Print the data exactly as it is given, please.

──────── MATERIAL PROVIDED ────────

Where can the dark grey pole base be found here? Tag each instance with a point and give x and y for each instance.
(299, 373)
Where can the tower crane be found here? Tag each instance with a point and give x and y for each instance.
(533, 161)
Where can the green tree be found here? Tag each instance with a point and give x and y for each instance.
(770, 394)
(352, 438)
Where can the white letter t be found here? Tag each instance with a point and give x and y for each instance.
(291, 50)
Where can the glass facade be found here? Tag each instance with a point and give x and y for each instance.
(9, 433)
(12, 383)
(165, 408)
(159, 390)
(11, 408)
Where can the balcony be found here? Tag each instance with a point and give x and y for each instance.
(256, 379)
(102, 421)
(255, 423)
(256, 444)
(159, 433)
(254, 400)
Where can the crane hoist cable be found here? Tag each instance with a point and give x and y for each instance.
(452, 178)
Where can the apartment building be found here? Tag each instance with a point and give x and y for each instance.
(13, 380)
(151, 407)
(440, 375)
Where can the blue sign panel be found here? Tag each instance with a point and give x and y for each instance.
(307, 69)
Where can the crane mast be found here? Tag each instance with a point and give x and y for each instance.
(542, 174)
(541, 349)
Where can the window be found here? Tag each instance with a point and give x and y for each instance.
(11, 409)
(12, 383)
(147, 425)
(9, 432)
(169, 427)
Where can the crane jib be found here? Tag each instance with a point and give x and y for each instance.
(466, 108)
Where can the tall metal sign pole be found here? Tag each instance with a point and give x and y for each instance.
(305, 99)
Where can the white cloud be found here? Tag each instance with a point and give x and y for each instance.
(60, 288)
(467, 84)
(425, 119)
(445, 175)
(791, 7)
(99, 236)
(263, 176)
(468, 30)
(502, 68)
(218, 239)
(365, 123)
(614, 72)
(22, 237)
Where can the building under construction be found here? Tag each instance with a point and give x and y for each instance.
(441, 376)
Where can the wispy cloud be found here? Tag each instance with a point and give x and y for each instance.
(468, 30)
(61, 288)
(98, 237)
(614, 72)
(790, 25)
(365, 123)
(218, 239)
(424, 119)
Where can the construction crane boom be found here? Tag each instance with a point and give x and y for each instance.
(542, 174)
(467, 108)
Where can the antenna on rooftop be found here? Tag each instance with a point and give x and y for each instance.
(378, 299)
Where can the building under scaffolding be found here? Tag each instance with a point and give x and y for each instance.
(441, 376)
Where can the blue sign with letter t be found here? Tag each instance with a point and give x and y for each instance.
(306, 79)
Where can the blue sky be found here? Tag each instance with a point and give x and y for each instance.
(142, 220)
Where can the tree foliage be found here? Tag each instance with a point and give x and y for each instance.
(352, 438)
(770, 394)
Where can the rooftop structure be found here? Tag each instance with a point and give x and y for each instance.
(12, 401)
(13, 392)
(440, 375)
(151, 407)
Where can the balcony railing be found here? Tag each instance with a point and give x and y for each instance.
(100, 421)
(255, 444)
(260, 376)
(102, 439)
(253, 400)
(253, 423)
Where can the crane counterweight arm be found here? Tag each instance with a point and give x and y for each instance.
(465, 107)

────────

> [TASK ANSWER]:
Where can the dark grey pole base be found here? Tag each instance with a point and give x and y for each instance.
(299, 373)
Where can the tower crane be found here? Tag each instance with a point and give x and y for each instance.
(533, 161)
Where can the green tree be found here? Tag each instance with a point and give x and y for each instance.
(770, 394)
(352, 438)
Where can the white letter t be found here? Tag each instance with a point and give x and y for each instance.
(291, 50)
Where can the glass facade be found here? Tag each instance with a point and give x and y for each instance.
(9, 433)
(12, 383)
(165, 408)
(159, 390)
(11, 408)
Where can the balcony be found here? Tag each instance with a point and give x and y for each instance.
(256, 379)
(102, 421)
(255, 423)
(256, 444)
(159, 433)
(254, 400)
Where can the crane hoist cable be found here? Tag each instance with a point and give x and y for each instance.
(452, 178)
Where can the apartment building be found here? Tag each instance with a point and give x and y for each instance.
(13, 380)
(151, 407)
(440, 375)
Where can the blue sign panel be found here? Tag each instance with a point and give x and y for each instance.
(307, 69)
Where can the crane mast be found here? Tag each instance with a point and give x and y for each instance.
(542, 174)
(541, 349)
Where can the window be found here? Tag each instance with a point and give x and y for each instance.
(11, 409)
(12, 383)
(147, 425)
(9, 432)
(169, 427)
Where can the crane jib be found here? Tag each instance with a point and give x and y for each instance.
(466, 108)
Where can the tall metal sign pole be found here? Tag each instance with a point and give x and y for each instance.
(305, 99)
Where can the white cloud be found here? Tag each instance with a point and give x and y for each instance.
(60, 288)
(467, 84)
(425, 119)
(445, 175)
(791, 7)
(99, 236)
(263, 176)
(468, 30)
(502, 68)
(218, 239)
(365, 123)
(614, 72)
(22, 237)
Where can the building under construction be found here? Tag each instance with a point and give x and y for each instance.
(441, 376)
Where can the wispy cloud be found here? Tag each instance with a point and give x and y for each instance.
(468, 30)
(61, 288)
(98, 237)
(614, 72)
(790, 25)
(365, 123)
(218, 239)
(424, 119)
Where can the construction crane boom be found here? Tag each instance with a point and give x and y for each instance.
(542, 174)
(467, 108)
Where can the antenna on rooftop be found here? Tag each instance with a point and give x and y for each instance.
(378, 299)
Where can the building under scaffolding be found here? Tag each instance with a point and give x and y for each instance.
(441, 376)
Where can the blue sign with letter t be found here? Tag each instance with a point and give x and y for each instance.
(306, 79)
Where can the blue sky be found here? Tag each instance with a point and give x and y for each instance.
(142, 220)
Where can the tree foliage be found here? Tag each instance with a point and give x and y for each instance.
(352, 438)
(770, 394)
Where can the rooftop structure be found here? Tag each instance with a point and give x and y for each instance.
(12, 401)
(13, 392)
(440, 375)
(151, 407)
Where can the balcony railing be found here? Tag each instance with a point and give x and y for each instance.
(100, 421)
(255, 444)
(260, 376)
(102, 439)
(253, 400)
(253, 423)
Where can the crane counterweight arm be found here? Tag each instance with a point and give x and y for each instance.
(465, 107)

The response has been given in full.